EXERCISE ▸ The line containing "point: the wooden beam bracket in this photo" marks the start of the required copy, which runs to the final line of the entries; return those lines exactly, without any pictures.

AVAILABLE DATA ▸
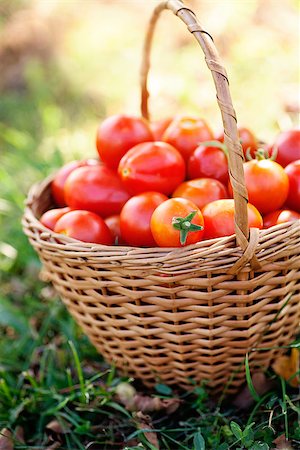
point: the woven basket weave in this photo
(180, 316)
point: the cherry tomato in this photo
(293, 172)
(219, 218)
(117, 134)
(84, 226)
(135, 218)
(152, 166)
(247, 139)
(158, 127)
(50, 217)
(208, 162)
(280, 216)
(186, 133)
(57, 185)
(287, 145)
(97, 189)
(113, 223)
(267, 184)
(177, 222)
(201, 191)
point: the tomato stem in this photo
(184, 226)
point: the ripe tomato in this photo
(186, 133)
(219, 218)
(247, 139)
(267, 184)
(84, 226)
(177, 222)
(293, 172)
(208, 162)
(57, 185)
(201, 191)
(117, 134)
(50, 217)
(280, 216)
(158, 127)
(152, 166)
(113, 223)
(97, 189)
(135, 218)
(287, 145)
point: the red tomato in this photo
(152, 166)
(287, 145)
(113, 223)
(97, 189)
(247, 139)
(219, 218)
(208, 162)
(293, 172)
(267, 184)
(201, 191)
(280, 216)
(49, 218)
(117, 134)
(135, 218)
(186, 133)
(177, 222)
(158, 127)
(57, 185)
(84, 226)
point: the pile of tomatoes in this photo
(166, 184)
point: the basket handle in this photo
(236, 157)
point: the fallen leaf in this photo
(282, 444)
(6, 440)
(288, 366)
(58, 427)
(134, 401)
(145, 422)
(261, 385)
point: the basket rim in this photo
(157, 255)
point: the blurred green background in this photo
(65, 65)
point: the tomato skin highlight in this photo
(219, 218)
(161, 224)
(208, 162)
(50, 217)
(280, 216)
(287, 146)
(113, 223)
(152, 166)
(117, 134)
(267, 184)
(57, 185)
(201, 191)
(84, 226)
(293, 172)
(186, 133)
(158, 127)
(97, 189)
(135, 218)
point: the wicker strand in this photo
(236, 157)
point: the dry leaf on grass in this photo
(6, 440)
(145, 422)
(261, 385)
(288, 366)
(138, 402)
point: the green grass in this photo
(48, 369)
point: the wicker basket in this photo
(181, 316)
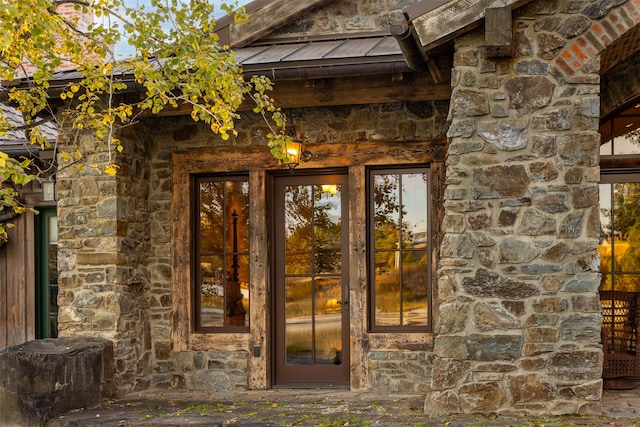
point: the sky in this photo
(122, 49)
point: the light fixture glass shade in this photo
(293, 149)
(48, 191)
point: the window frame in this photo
(371, 250)
(196, 278)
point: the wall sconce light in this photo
(48, 190)
(293, 149)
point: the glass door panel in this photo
(311, 304)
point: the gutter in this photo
(413, 55)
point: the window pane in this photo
(298, 217)
(211, 217)
(607, 242)
(222, 291)
(237, 214)
(299, 320)
(400, 249)
(606, 147)
(328, 323)
(212, 291)
(625, 228)
(414, 209)
(387, 288)
(386, 199)
(237, 291)
(327, 222)
(415, 275)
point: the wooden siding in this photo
(17, 283)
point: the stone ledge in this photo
(44, 378)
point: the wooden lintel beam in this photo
(321, 156)
(451, 19)
(347, 91)
(498, 32)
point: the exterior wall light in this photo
(48, 190)
(293, 148)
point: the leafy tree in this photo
(177, 61)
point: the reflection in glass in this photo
(313, 318)
(52, 265)
(223, 235)
(620, 244)
(401, 244)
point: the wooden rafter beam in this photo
(453, 18)
(349, 91)
(264, 18)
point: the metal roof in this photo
(357, 54)
(378, 48)
(18, 138)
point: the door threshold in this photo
(307, 386)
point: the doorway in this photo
(311, 333)
(47, 273)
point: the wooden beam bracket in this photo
(498, 32)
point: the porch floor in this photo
(306, 407)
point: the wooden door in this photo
(311, 280)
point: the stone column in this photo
(519, 319)
(102, 256)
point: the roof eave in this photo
(265, 17)
(441, 22)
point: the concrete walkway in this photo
(317, 407)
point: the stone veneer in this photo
(400, 371)
(518, 322)
(103, 251)
(519, 315)
(115, 243)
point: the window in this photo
(47, 273)
(621, 133)
(400, 249)
(221, 254)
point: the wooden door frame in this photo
(276, 214)
(257, 161)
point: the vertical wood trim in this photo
(3, 294)
(358, 278)
(260, 304)
(438, 176)
(181, 213)
(16, 284)
(30, 277)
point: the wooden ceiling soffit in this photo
(347, 91)
(258, 157)
(453, 18)
(266, 18)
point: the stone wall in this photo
(103, 248)
(400, 371)
(519, 314)
(388, 122)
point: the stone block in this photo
(44, 378)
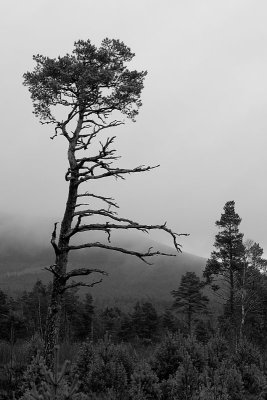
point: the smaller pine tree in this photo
(188, 299)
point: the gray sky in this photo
(204, 114)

REPLY TO THE TASK ▸
point: the wooden beam bracket in this photo
(498, 32)
point: the porch floor in this photo
(306, 407)
point: the wooden door in this photo
(311, 280)
point: the stone column in this photo
(519, 319)
(102, 256)
point: the roof eave in this photo
(265, 17)
(441, 22)
point: the concrete walkway in this photo
(317, 407)
point: the stone veneer in this photo
(400, 371)
(518, 322)
(103, 251)
(519, 315)
(115, 243)
point: the window in this photo
(47, 273)
(621, 133)
(400, 249)
(221, 254)
point: the wooden door frame in this photo
(276, 214)
(257, 161)
point: the vertical wood trim in this photo
(3, 294)
(358, 278)
(260, 304)
(438, 176)
(181, 213)
(16, 284)
(30, 277)
point: the wooden ceiling soffit in this photo
(347, 91)
(258, 157)
(453, 18)
(266, 18)
point: the stone wall in this photo
(103, 248)
(400, 371)
(519, 314)
(388, 122)
point: the stone block in this photo
(44, 378)
point: the smaller pine tree in this photo
(188, 299)
point: the gray sky in this photo
(204, 114)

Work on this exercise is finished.